• Document passage
..........
Our 49th meetup goes into depth on large geospatial datasets in our traditional format. For this topic, TomTom is so kind to not only host us, but also provide the 1st presentation. Rockestate tackles the second.
1/ MapMapReduce: Managing Big Geospatial Data (TomTom)
TomTom is handling large volumes of geospatial data. The shape of this data poses some unique challenges but also some opportunities to exploit when it comes to distributed processing. In this talk we will shed some light on the data processing pipeline we have built and do a deep dive into geo spatial indexing on top of HBase.
2/ Building a 3D model of EACH building in Flanders (Mathieu Carette, Rockestate)
Processing big point cloud datasets: more and more cities, regions and countries gather point cloud data through airborne Lidar sensors. We'll explain what is point cloud data, discuss Flanders' large point cloud dataset and the challenges that pose the task of computing a 3D model for each building in Flanders.
20h00 1st presentation
21h00 2nd presentation
Companies are getting up to speed with their big data efforts. However, next to volume, they also see added value in speedier data. But how to fit that into the architecture?
1/ Capturing, storing and anonymising CDRs (Matej Pazdic & Pedro Santos, Voxbone)
At Voxbone we are dealing with millions of Call Detail Records (CDR) per day generated by our customers. With the growth of our customer base, we needed a faster way to store and process this data to enable personalised data access to fulfil the company’s specific business needs. We will show how we leveraged Kafka and Kafka Streams to build a custom solution for Voxbone that is able to cope with different use cases such as rating CDRs, comply with the GDPR directive, and data dashboarding powered by the ELK stack.
2/ Pragmatic Streaming, beaming to BigQuery
At Vente-Exclusive.com we've taken a pragmatic approach to streaming. Each micro service streams streams data over Pub/Sub to our data lake. We'll go over the mechanics and see how BigQuery, BigTable and Elastic fits into the picture. You also gain some inside on how our data lake looks like and how we handle streaming data in BigQuery.
Alex Van Boxel, Big Data Architect
Bob De Schutter, Product Manager
19h30 pizza and beers, thanks to Voxbone!
20h00 Storing and processing CDRs (Voxbone)
20h45 Pragmatic Streaming, beaming to BigQuery (Alex Van Boxel)
Industry 4.0 is a name for the current trend of automation and data exchange in manufacturing technologies. It includes cyber-physical systems, the Internet of things, cloud computing and cognitive computing. And it is mostly data-driven! An excellent topic for our meetup! We do have some major companies and startups active in the field!
..........
• Extracted information
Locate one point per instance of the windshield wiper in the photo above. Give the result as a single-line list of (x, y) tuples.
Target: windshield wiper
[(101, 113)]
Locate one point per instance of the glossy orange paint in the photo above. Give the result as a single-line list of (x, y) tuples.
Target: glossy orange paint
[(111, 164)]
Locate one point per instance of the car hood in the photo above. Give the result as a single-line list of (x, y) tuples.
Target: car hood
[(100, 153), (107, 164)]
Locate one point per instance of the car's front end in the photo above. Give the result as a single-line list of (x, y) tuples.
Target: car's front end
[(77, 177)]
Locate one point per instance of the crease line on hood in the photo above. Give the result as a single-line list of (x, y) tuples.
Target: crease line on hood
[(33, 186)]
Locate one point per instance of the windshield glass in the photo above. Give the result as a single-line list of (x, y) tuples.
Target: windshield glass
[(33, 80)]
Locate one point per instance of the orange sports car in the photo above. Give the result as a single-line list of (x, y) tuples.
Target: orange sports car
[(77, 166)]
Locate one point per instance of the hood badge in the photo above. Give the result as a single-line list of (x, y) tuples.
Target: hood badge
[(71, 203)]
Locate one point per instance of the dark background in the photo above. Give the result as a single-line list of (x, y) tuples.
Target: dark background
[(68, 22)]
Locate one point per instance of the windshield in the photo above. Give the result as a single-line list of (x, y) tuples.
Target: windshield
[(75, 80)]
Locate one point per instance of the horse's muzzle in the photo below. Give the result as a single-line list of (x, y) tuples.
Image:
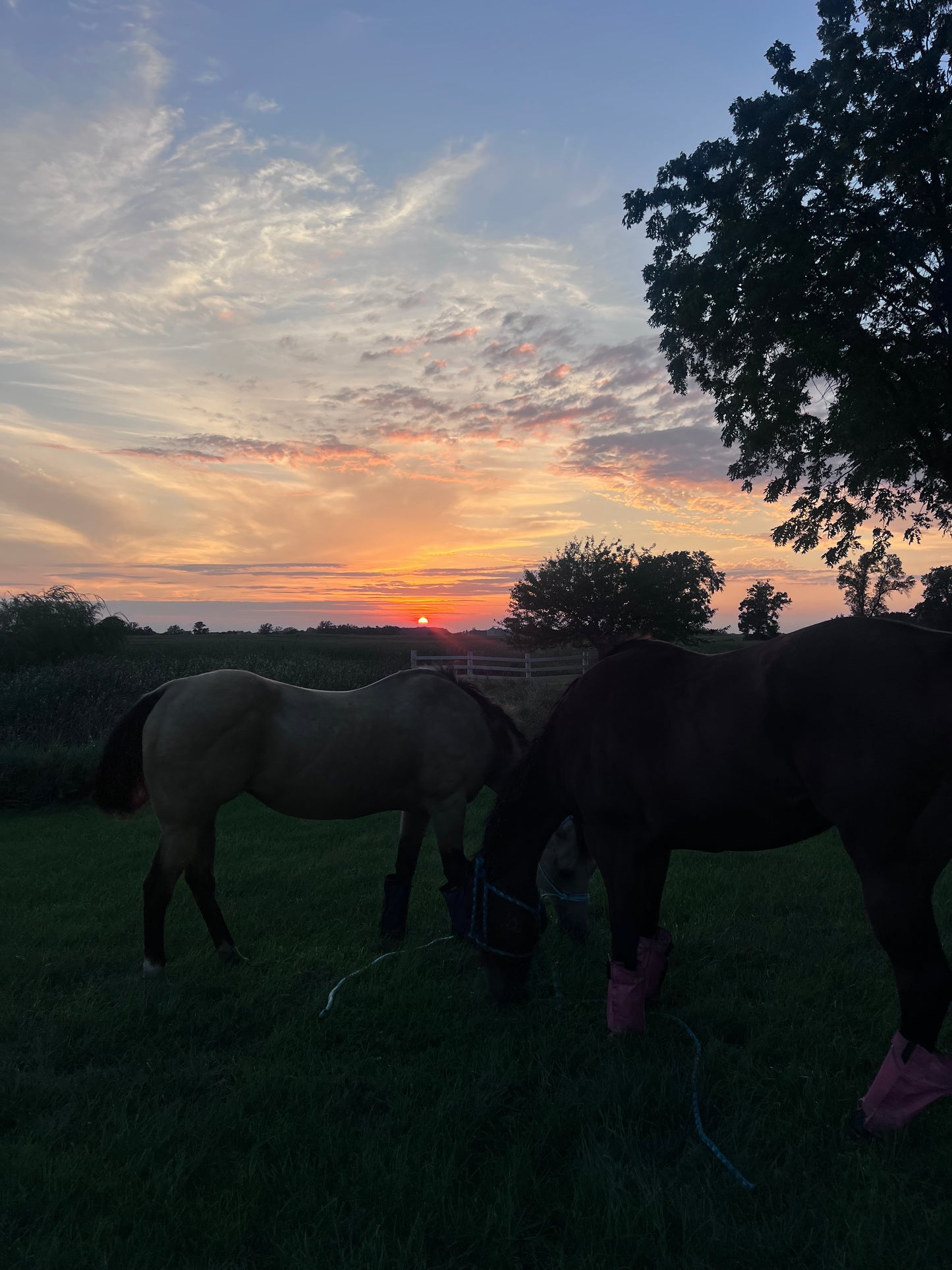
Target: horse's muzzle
[(508, 979)]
..........
• Problems to solve
(1) Reproduce word for word the part of the meetup listing that opens with "20h00 Storing and" and closes with "in the field!".
(2) According to the meetup listing, which tools did Voxbone use to build its custom solution for Call Detail Records?
The lines above are separate material from the meetup listing.

• Expected outputs
(1)
20h00 Storing and processing CDRs (Voxbone)
20h45 Pragmatic Streaming, beaming to BigQuery (Alex Van Boxel)
Industry 4.0 is a name for the current trend of automation and data exchange in manufacturing technologies. It includes cyber-physical systems, the Internet of things, cloud computing and cognitive computing. And it is mostly data-driven! An excellent topic for our meetup! We do have some major companies and startups active in the field!

(2) Kafka and Kafka Streams.